=== DATASET ROWS ===

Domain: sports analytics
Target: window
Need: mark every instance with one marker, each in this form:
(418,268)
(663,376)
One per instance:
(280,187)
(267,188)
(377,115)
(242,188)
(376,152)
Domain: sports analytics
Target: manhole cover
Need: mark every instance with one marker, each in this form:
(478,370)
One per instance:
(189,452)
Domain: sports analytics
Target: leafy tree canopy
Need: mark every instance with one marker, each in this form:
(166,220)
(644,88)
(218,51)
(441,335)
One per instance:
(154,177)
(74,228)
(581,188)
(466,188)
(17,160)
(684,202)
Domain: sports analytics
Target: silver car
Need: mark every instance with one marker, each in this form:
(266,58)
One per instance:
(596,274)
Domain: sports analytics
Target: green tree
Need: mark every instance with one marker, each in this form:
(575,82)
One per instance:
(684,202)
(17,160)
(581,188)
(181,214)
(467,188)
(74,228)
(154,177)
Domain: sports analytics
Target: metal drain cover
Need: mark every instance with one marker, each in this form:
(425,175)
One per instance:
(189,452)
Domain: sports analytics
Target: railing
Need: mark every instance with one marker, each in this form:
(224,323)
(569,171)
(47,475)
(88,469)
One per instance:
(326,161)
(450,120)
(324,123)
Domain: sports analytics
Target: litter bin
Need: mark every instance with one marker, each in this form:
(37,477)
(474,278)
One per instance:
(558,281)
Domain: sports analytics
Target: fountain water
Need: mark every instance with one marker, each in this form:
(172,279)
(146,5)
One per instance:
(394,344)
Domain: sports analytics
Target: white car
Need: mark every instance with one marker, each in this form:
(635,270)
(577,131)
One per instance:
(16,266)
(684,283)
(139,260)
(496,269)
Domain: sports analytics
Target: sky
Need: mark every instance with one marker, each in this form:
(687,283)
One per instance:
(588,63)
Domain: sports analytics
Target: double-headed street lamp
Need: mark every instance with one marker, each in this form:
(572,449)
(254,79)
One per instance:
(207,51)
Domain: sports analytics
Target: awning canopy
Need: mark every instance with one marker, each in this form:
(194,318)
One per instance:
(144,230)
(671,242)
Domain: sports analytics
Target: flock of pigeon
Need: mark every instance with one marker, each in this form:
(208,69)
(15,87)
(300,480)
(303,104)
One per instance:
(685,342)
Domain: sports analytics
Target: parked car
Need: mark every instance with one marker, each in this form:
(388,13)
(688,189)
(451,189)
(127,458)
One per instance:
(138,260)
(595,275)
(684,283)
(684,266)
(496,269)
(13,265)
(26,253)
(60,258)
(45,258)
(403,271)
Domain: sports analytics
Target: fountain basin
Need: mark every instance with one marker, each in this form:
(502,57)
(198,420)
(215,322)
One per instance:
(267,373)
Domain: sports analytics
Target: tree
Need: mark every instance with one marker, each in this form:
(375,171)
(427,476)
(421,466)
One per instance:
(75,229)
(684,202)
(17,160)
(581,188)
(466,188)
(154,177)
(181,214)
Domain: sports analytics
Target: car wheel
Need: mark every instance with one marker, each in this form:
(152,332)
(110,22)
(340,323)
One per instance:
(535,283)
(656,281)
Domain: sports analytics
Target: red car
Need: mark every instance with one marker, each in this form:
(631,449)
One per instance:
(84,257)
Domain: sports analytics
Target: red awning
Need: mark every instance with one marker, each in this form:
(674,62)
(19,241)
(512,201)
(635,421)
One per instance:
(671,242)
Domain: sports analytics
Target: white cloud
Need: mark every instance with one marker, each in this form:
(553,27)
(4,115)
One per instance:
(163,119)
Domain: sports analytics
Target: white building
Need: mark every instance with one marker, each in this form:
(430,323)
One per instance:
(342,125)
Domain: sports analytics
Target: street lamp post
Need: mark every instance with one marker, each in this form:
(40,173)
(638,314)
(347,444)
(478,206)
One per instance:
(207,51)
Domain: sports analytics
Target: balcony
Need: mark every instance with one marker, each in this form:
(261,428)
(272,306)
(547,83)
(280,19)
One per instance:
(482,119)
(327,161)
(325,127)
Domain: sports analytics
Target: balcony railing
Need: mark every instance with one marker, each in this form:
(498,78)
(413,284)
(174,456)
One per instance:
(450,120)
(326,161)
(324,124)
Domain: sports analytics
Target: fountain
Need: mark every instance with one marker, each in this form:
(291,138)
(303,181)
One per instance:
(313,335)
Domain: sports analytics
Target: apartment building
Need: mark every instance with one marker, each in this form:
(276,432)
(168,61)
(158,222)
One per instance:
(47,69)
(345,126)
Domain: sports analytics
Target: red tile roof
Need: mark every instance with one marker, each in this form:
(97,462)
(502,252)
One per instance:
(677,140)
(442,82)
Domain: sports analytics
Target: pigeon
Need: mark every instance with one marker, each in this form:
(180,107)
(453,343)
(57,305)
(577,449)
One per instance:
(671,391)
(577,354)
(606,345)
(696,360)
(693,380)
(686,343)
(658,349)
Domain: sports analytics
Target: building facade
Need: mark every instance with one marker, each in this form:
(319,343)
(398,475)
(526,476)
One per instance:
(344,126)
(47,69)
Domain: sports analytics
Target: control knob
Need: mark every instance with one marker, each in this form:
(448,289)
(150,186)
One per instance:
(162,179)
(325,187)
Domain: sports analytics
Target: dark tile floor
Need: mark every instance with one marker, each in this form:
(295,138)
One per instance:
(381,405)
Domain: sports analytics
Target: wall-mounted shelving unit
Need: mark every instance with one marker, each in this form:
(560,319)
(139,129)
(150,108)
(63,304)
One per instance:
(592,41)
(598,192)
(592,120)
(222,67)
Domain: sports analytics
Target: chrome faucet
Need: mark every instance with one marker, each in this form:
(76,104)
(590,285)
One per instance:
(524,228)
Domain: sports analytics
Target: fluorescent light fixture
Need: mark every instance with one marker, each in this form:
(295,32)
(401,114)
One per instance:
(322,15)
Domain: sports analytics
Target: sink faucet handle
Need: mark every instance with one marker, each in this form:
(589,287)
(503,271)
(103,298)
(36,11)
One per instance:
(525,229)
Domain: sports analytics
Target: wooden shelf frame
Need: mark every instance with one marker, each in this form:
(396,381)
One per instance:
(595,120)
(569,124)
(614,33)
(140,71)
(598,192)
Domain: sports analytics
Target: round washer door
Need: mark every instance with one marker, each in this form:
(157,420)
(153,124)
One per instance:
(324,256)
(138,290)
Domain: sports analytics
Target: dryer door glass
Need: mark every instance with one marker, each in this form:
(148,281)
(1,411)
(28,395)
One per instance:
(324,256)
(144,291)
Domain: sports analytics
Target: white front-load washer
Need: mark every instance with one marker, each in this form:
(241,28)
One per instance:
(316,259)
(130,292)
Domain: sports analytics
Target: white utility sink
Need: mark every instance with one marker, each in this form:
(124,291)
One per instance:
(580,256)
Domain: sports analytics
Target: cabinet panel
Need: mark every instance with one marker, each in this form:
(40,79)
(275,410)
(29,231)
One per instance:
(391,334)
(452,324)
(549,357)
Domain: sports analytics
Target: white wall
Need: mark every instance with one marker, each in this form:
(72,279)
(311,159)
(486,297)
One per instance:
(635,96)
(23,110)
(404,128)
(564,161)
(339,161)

===

• [DO THIS]: Above are the records; retype every one exactly.

• [CORRECT RESPONSE]:
Domain: sports analytics
Target: window
Need: mark every instance with one marker, each in this form:
(418,268)
(663,376)
One per instance:
(280,187)
(267,188)
(377,115)
(242,188)
(376,152)
Domain: sports analytics
Target: manhole cover
Need: mark every instance with one marker, each in this form:
(478,370)
One per instance:
(189,452)
Domain: sports analytics
Target: leafy tree canopy
Need: mark every instance with one marker, each in this form:
(166,220)
(644,88)
(218,51)
(441,335)
One per instance:
(154,177)
(74,228)
(581,188)
(466,188)
(17,160)
(684,202)
Domain: sports analytics
Target: silver car
Need: mark every instance with one marker, each in this form:
(266,58)
One per instance:
(596,274)
Domain: sports analytics
Target: green tree
Need: mark every instance with one marker, each in this form:
(575,82)
One per instance:
(684,202)
(17,160)
(581,188)
(181,214)
(467,188)
(74,228)
(154,177)
Domain: sports analytics
Target: metal drain cover
Need: mark every instance with one marker, each in this form:
(425,175)
One per instance:
(189,452)
Domain: sports analytics
Target: railing
Need: mark every instance with one marker, each in this form:
(224,323)
(569,171)
(47,475)
(88,469)
One per instance:
(326,161)
(450,120)
(324,123)
Domain: sports analytics
Target: litter bin
Need: mark every instance with one marker, each in this form:
(37,477)
(474,278)
One per instance:
(558,281)
Domain: sports analytics
Target: fountain water
Need: mark every instance with one marker, each in this form:
(172,279)
(146,5)
One per instance:
(394,344)
Domain: sports analytics
Target: white car
Need: mark every instance with one marker, each in this form:
(635,270)
(577,131)
One per instance:
(16,266)
(684,283)
(139,260)
(496,269)
Domain: sports analytics
Target: sky
Need: mark every instance with one marker, each in this form:
(687,283)
One per instance:
(588,63)
Domain: sports analytics
Target: double-headed street lamp
Need: mark every instance with one marker, each in this form:
(572,449)
(254,79)
One per instance:
(207,51)
Domain: sports analytics
Target: awning canopy
Need: mark every instance with one marker, each in this form:
(194,318)
One per instance:
(144,230)
(671,242)
Domain: sports analytics
Target: flock of pigeon
Need: mark every instance with one marker, each in this form:
(208,69)
(15,87)
(300,480)
(303,104)
One per instance:
(685,342)
Domain: sports analytics
Target: parked car
Need: mark every instance with one marker, each in this form:
(388,13)
(688,189)
(451,189)
(127,458)
One per instance:
(138,260)
(595,275)
(684,283)
(684,266)
(496,269)
(13,265)
(26,253)
(60,258)
(45,258)
(403,271)
Domain: sports analytics
Target: fountain basin
Need: mark every instance with one marker, each in this form:
(502,57)
(198,420)
(215,322)
One per instance:
(267,373)
Domain: sports analytics
Target: tree
Need: mark every instance with one marker, each in this form:
(375,171)
(427,476)
(421,466)
One per instance:
(75,229)
(684,202)
(17,160)
(581,188)
(466,188)
(154,177)
(181,214)
Domain: sports analytics
Target: car wheel
Need: mark every instance with one marker, each in this form:
(152,332)
(110,22)
(340,323)
One per instance:
(535,283)
(656,281)
Domain: sports analytics
Target: red car
Need: mark every instance with one marker, each in this form:
(631,449)
One per instance:
(84,257)
Domain: sports analytics
Target: red awning
Need: mark every instance with one marker, each in this form:
(674,62)
(19,241)
(512,201)
(635,421)
One per instance:
(671,242)
Domain: sports analytics
Target: white cloud
Need: mark every instance with one marker, each in this form:
(553,27)
(4,115)
One per instance:
(163,119)
Domain: sports analytics
Target: white building
Need: mark every instance with one marker, each in this form:
(430,323)
One per instance:
(342,125)
Domain: sports analytics
Target: street lamp post
Need: mark every instance with one marker, each in this form:
(40,173)
(638,314)
(347,444)
(478,206)
One per instance:
(207,51)
Domain: sports analytics
Target: balcony
Need: mark every instance with one marker, each in this form:
(261,428)
(272,306)
(547,83)
(280,19)
One per instance:
(482,119)
(327,161)
(325,127)
Domain: sports analytics
Target: balcony railing
Need: mark every instance with one marker, each in this form:
(498,78)
(413,284)
(174,456)
One per instance:
(450,120)
(326,161)
(324,124)
Domain: sports analytics
Target: fountain
Need: mark every instance with one marker, each in this form:
(291,138)
(303,181)
One per instance:
(313,335)
Domain: sports analytics
Target: apartment building
Need: mark every instance with one marker, each in this form:
(276,432)
(168,61)
(158,222)
One per instance:
(47,69)
(345,126)
Domain: sports analytics
Target: red tile roof
Need: mark every instance with one marker, each in this form:
(97,462)
(502,252)
One per instance:
(677,140)
(442,82)
Domain: sports analytics
Target: pigeon
Need: mark every instance with one marker, each in this form:
(180,107)
(453,343)
(57,305)
(577,449)
One per instance:
(671,391)
(577,354)
(606,345)
(696,360)
(693,380)
(686,343)
(658,349)
Domain: sports analytics
Target: building facade
Need: mark every instance with one marker, each in this form:
(319,343)
(398,475)
(526,476)
One per instance:
(344,126)
(47,69)
Domain: sports analytics
Target: control knob
Need: mark every instance with one marker, each in this form:
(448,289)
(150,186)
One per instance:
(162,179)
(325,187)
Domain: sports analytics
Target: dark tile floor
Need: mark every instance with one marker, each in this form:
(295,138)
One per instance:
(381,405)
Domain: sports analytics
Target: wall-mounted shelving unit
Need: mark every instance with one marker, each in this form:
(560,319)
(139,129)
(150,108)
(63,304)
One per instance:
(592,41)
(598,192)
(592,120)
(222,67)
Domain: sports analytics
Target: chrome faucet
Need: mark every instance with one marker, each in this form:
(76,104)
(590,285)
One per instance:
(524,228)
Domain: sports analytics
Target: fluorescent light fixture
Need: mark every instance with one marker, each in this form:
(295,32)
(401,114)
One per instance:
(322,15)
Domain: sports analytics
Target: sink faucet handle
Need: mark every instance with one marker, each in this form:
(589,287)
(503,271)
(103,298)
(36,11)
One per instance:
(525,229)
Domain: sports analytics
Target: wooden shelf frame
Need: mark every instance with one marker, each in this form:
(396,381)
One per instance:
(595,120)
(569,124)
(614,33)
(140,71)
(598,192)
Domain: sports analytics
Target: round washer door
Need: mark every instance with one marker, each in this form:
(157,420)
(153,124)
One per instance:
(324,256)
(138,290)
Domain: sports analytics
Target: dryer door glass
Need: mark every instance with one marker, each in this form:
(148,281)
(1,411)
(28,395)
One per instance:
(324,256)
(144,291)
Domain: sports analytics
Target: white front-load washer
Need: mark every instance with one marker, each in this form:
(241,28)
One per instance:
(316,259)
(130,292)
Domain: sports analytics
Target: white utility sink
Need: mark every instance with one marker, each in this form:
(124,291)
One per instance:
(580,256)
Domain: sports analytics
Target: cabinet panel
Need: mark every instance with one marker, each in this form:
(40,79)
(275,410)
(29,231)
One per instance:
(391,334)
(452,324)
(549,357)
Domain: sports analytics
Target: white wall
Need: mark every instance with one marker, each in this form:
(72,279)
(311,159)
(486,297)
One per instance:
(635,96)
(23,110)
(404,128)
(564,161)
(339,161)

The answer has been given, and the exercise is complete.